__Short exercise 1__. List every person mentioned by name in the document excerpt about Billy's escape from the courthouse.

__Document excerpt__.
______________________________

But how had Billy been able to get away from Bell and reach the armory? Garrett’s explanation was that Billy — with leg shackles and all — had somehow hurried ahead of Bell on the way back from the outhouse, gone inside the courthouse well ahead of the deputy, rushed up the stairs and broken into the armory. Breaking into the armory would have been easy, Garrett said, because even when the door was locked, it could be opened with a push. One of the men watching from the street said that when Billy appeared on the upper porch in front of the building, he ‘had at his command eight revolvers and six guns [rifles]’ — weapons undoubtedly filched from the armory. Of course, Billy would have only grabbed one loaded gun at first, which was all he needed to dispatch Bell as the deputy came up the stairs. But more questions arise. Was there time for Billy to do all that? Why did Bell dawdle so? If the Kid had managed to get so far ahead, wouldn’t Bell have drawn his gun and shot him?

Another possibility is that Billy found the revolver in the outhouse. Maurice Fulton, a tireless researcher of New Mexican history during the 1920s and 1930s, liked the version in which Sam Corbet, who had been Tunstall’s clerk, aided Billy. According to that version, Corbet had visited Billy every day and, despite the watchful eyes of Olinger and Bell, had managed to slip him a note on which one word was written — ‘Privy.’ Not much of a clue, but Billy was a sharp youth, and he somehow got the message — there would be a revolver waiting for him in the outhouse. The revolver had been wrapped in a newspaper and planted in the outhouse by another friend, José Aguayo. The outhouse was open to the public, so somebody else could have found the weapon. But nobody else did. On his trip to the outhouse in the early evening of the 28th, Billy had retrieved the gun and hid it in his clothes. Once back inside the courthouse, the Kid had then pulled the revolver from its hiding place and shot the unsuspecting Bell.

______________________________

__Information provided__.

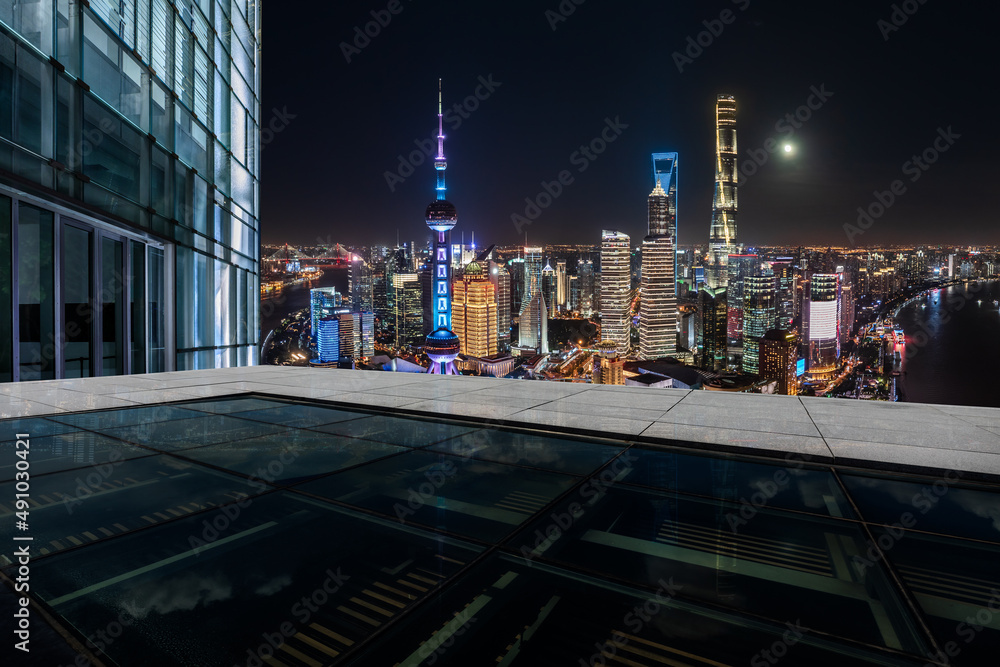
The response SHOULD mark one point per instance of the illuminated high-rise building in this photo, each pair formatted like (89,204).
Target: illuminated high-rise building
(532,273)
(562,285)
(722,234)
(323,301)
(533,323)
(823,325)
(738,267)
(474,312)
(711,336)
(609,368)
(778,357)
(784,274)
(442,344)
(328,339)
(550,289)
(129,187)
(407,309)
(360,285)
(500,278)
(658,300)
(759,315)
(585,287)
(616,288)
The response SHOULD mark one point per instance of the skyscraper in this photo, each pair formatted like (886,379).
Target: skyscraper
(408,322)
(550,289)
(778,359)
(129,179)
(532,271)
(616,284)
(442,345)
(360,287)
(322,302)
(722,234)
(658,301)
(533,323)
(712,346)
(823,325)
(475,312)
(328,339)
(759,315)
(738,267)
(562,285)
(500,278)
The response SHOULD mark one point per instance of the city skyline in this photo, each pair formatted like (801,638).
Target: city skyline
(539,108)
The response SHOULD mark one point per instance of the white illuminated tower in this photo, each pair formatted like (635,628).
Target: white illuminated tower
(722,235)
(442,345)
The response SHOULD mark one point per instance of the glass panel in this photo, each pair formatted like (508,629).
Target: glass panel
(65,451)
(138,493)
(195,432)
(933,505)
(112,307)
(6,289)
(462,496)
(111,151)
(36,293)
(157,352)
(298,565)
(773,561)
(753,485)
(293,456)
(137,305)
(68,35)
(530,449)
(78,313)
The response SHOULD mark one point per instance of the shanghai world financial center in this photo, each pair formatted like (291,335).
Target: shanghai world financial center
(129,166)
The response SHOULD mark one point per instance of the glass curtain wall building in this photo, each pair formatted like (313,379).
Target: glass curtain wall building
(129,165)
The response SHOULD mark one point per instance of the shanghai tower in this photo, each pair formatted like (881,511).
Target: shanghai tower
(442,345)
(722,236)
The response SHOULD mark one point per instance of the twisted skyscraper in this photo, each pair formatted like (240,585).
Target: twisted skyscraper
(442,345)
(722,236)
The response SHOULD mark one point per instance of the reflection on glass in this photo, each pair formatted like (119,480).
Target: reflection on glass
(790,485)
(764,565)
(78,314)
(329,577)
(463,496)
(957,584)
(112,307)
(6,330)
(510,611)
(530,449)
(36,293)
(157,322)
(938,505)
(137,310)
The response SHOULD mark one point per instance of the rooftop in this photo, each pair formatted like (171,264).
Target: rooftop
(294,516)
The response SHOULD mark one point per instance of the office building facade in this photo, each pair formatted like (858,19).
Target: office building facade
(722,233)
(129,165)
(616,284)
(658,300)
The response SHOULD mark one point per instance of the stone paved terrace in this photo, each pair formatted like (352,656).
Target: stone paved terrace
(901,436)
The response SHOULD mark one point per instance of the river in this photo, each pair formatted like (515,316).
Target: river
(953,346)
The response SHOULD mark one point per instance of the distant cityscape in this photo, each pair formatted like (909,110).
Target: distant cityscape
(721,315)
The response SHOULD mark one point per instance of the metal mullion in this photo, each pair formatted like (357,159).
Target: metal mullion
(59,335)
(15,319)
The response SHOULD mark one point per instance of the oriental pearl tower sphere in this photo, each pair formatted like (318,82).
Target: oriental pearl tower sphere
(442,345)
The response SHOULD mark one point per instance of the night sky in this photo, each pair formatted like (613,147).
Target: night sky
(323,172)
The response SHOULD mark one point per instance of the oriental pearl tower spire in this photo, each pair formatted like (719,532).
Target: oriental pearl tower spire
(442,345)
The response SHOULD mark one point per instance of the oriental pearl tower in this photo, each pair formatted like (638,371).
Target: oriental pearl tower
(442,345)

______________________________

__Short exercise 2__. Pick out each line in the entries above that contains the word "white".

__Reply 1__. Billy, Bell, Garrett, Maurice Fulton, Sam Corbet, Tunstall, Olinger, José Aguayo

__Reply 2__.
The response SHOULD mark one point per instance of the white illuminated tower in this photo, each pair formatted like (635,628).
Target: white illuminated tower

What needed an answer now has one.